▸ 提供テキスト:

本発明は、細胞培養用シート、更に詳しくは、ポリアミノ酸ウレタン共重合体とオーシャンコラーゲンを用いた細胞培養用シートと、その製造法並びにそれを用いた3次元培養用ディッシュと培養プレートに関する。
今日、物質産生用や再生医療用などの用途分野で、細胞培養に関する技術開発が盛んに行われている。生体を構成する細胞は、微生物細胞とは異なり、接着依存性細胞が多いので、細胞が接着し易く且つ細胞増殖を促進する素材が必要である。その素材の1つとして、生物の構成タンパク質であるコラーゲンが挙げられる。そして、従来は、哺乳動物等のコラーゲンが使用される場合が多かった。しかし、最近、哺乳動物コラーゲンの中でも最もポピュラーな牛皮コラーゲンではBSEの問題が発生し、牛皮コラーゲン等の哺乳動物コラーゲンに代わり、魚類コラーゲン等のオーシャンコラーゲン(海洋性コラーゲン又はマリンコラーゲン)が注目され始めている(例えば、非特許文献1参照)。
棟方正信、高分子、55巻、7月号、498-499頁(2006年)
ところが、オーシャンコラーゲンは、哺乳動物コラーゲンと異なり、熱変性し易いという問題がある。例えば、魚類コラーゲンは、37℃以下の低温で熱変性し細胞接着性が低下するという欠点を有する。そこで、オーシャンコラーゲンを改良・改善して、細胞接着と増殖効果を発揮する安定なコラーゲンとする方法の開発が望まれている。
一方、細胞が接着し易く且つ細胞増殖を促進する素材として、コラーゲンの他に、従来、合成物質であるポリスチレンやポリメチルメタクリレート等が良く用いられている。中でも、ポリスチレンは細胞毒性が低く、経済性、加工性の点で優位性があるため、現在組織培養にはポリスチレンを親水化処理したものが多用されている。しかし、これらにより形成された培養床では、細胞の伸展、増殖が認められるものの、生体内と同じような細胞形態で接着、増殖し、かつ3次元培養まで行うことは困難であった。
そこで、本発明者らは、かかる問題点を解決するために、細胞接着性に優れたポリアミノ酸に抗血栓性に優れているポリウレタン(又はウレタン)を共重合することにより、細胞培養膜として使用したときに細胞の接着性に優れ、且つ、ポリアミノ酸に比べて抗血栓性が大幅に優れた細胞培養膜が得られることを見い出し、かかるポリマーやそれを利用した人工血管について既に提案した(特許文献1と特許文献2)。
特開2001−136960号公報 特開2006−68401号公報
本発明の目的は、前記発明を更に改良し発展させ、細胞の接着性が良好であり、培養細胞が伸展、増殖し、更に細胞凝集塊、即ち3次元的接着へと組成形成を促進すると共に機能発現し、且つ、抗血栓性にも優れた細胞培養膜(シート)とその製造法並びにそれを用いた3次元培養用ディッシュと培養プレートを提供することにある。

▸ 作業内容:
上のテキストについて、次の問いに答えてください。
1. 牛皮コラーゲンで発生した問題は何か。
2. 魚類コラーゲンは何℃以下の低温で熱変性するか。
3. 現在、組織培養に多用されているものは何か。

▸ 資料:

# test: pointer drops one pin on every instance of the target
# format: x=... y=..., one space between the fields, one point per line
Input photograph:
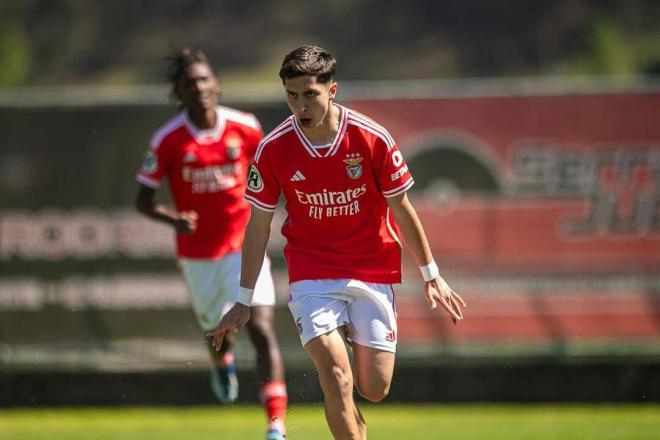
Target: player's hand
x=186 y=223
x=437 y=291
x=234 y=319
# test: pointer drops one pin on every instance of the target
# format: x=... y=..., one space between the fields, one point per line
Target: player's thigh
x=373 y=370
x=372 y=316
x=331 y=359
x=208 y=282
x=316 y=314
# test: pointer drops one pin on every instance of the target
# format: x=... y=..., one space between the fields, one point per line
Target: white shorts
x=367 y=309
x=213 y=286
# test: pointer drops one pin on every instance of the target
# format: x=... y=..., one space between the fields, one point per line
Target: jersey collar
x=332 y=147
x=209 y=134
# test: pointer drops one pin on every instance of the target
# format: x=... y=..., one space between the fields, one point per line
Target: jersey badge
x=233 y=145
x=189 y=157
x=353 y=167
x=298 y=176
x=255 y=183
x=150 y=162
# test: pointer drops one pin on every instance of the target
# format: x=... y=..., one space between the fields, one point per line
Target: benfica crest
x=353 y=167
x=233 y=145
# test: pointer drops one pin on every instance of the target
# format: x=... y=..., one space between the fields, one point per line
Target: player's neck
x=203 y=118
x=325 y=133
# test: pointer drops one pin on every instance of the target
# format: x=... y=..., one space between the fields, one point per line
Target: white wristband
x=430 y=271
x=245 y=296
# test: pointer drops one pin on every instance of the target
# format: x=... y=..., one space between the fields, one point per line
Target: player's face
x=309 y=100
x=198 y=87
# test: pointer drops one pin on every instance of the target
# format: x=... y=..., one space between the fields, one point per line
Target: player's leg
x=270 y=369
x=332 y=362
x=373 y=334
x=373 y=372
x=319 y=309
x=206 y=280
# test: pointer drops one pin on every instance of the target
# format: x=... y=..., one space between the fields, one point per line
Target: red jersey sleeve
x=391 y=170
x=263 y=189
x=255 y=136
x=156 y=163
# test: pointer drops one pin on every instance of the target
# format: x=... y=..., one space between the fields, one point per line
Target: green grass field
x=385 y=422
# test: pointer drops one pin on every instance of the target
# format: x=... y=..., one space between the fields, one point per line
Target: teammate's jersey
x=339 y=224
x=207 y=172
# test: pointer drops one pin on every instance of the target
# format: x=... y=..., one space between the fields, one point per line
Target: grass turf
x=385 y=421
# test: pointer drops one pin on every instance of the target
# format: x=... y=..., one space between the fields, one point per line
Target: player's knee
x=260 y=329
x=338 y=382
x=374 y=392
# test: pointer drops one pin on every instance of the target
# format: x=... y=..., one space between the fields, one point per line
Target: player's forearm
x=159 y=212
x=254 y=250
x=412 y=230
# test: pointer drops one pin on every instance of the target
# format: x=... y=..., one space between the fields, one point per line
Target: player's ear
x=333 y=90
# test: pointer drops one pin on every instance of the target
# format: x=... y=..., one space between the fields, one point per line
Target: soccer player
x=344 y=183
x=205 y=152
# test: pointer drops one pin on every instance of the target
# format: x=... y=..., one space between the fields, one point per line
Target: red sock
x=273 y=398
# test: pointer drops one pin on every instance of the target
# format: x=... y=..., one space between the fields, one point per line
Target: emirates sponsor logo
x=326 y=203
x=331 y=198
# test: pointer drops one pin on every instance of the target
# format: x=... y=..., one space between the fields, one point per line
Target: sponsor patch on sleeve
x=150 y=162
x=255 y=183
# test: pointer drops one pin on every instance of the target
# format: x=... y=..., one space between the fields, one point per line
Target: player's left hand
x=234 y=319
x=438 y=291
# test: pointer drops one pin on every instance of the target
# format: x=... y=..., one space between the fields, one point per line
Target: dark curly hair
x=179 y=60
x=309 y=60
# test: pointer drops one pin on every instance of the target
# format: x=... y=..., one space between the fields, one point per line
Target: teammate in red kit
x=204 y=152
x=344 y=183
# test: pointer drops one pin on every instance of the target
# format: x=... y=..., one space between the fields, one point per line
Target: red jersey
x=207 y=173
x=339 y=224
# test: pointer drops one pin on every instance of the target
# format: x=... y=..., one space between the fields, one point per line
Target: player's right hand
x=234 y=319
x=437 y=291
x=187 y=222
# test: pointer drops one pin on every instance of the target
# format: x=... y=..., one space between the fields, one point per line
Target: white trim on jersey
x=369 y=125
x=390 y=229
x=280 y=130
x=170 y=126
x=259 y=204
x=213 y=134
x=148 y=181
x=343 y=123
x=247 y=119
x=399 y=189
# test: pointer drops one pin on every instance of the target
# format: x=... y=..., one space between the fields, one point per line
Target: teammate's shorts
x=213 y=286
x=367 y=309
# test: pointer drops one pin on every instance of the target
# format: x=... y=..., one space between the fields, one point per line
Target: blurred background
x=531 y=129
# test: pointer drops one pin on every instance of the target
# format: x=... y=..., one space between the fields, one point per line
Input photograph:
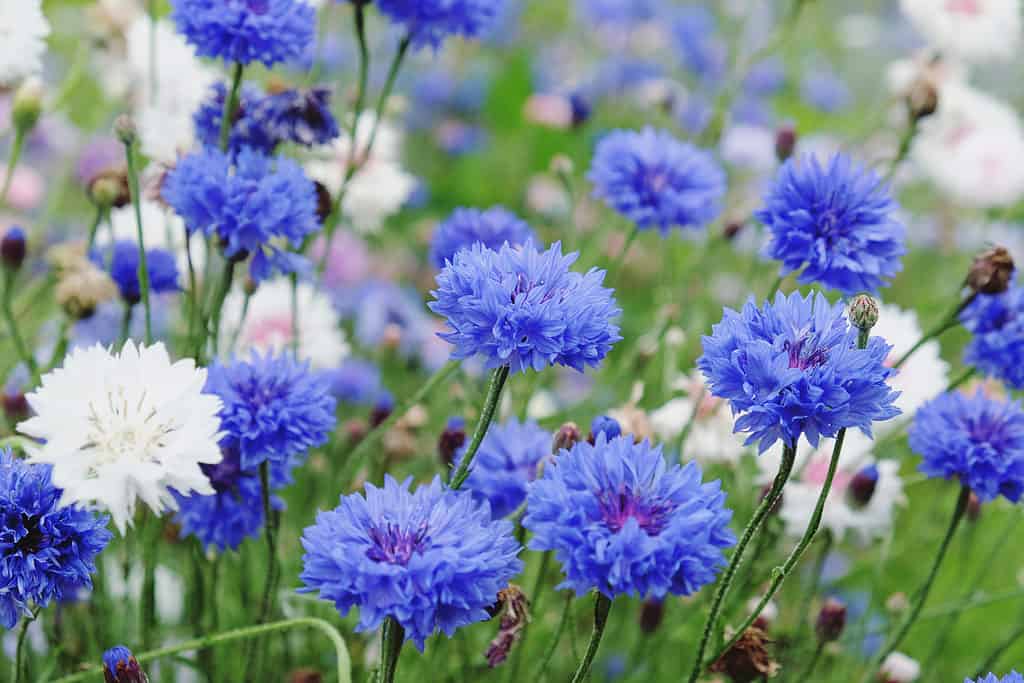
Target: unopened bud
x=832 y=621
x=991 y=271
==
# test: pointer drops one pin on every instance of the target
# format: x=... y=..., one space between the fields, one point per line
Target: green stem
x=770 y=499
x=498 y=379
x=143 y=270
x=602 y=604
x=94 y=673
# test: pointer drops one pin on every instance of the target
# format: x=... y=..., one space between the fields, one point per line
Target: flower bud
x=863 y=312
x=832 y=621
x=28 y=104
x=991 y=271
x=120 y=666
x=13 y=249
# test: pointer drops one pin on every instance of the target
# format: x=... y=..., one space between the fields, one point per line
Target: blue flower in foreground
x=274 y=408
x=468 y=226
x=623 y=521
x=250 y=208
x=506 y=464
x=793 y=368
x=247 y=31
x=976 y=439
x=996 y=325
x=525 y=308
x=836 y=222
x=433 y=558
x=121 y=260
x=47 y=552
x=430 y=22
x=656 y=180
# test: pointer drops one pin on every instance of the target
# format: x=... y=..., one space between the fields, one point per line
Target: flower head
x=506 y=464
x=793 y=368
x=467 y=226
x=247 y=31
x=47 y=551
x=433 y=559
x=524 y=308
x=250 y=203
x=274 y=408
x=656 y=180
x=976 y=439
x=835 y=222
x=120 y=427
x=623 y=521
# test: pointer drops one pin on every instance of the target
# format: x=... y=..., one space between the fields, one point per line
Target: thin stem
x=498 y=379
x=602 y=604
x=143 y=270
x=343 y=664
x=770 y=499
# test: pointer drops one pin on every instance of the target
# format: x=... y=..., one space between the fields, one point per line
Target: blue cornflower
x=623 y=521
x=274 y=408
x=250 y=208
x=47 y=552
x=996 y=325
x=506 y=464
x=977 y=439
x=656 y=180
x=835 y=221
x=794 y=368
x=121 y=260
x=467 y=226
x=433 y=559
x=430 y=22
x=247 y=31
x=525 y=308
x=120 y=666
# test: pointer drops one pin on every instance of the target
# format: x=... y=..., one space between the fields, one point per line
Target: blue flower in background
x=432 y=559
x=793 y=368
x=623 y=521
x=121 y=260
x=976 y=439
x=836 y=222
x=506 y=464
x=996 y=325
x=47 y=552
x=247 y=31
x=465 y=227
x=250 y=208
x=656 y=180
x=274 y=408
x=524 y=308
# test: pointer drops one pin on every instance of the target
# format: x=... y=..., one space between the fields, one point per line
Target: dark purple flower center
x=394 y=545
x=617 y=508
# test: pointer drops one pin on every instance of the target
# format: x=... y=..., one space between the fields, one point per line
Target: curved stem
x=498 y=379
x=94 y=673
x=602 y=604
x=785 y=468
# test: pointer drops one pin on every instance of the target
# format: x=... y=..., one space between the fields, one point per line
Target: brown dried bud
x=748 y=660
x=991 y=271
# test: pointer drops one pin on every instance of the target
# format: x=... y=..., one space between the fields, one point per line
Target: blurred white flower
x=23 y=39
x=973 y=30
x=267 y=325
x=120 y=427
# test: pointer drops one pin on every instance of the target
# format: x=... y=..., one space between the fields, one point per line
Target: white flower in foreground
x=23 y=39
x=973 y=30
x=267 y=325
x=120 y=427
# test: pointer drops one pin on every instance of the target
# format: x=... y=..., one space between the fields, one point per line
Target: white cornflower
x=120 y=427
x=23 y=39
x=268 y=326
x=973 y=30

▸ 解答:
1. BSEの問題
2. 37℃以下
3. ポリスチレンを親水化処理したもの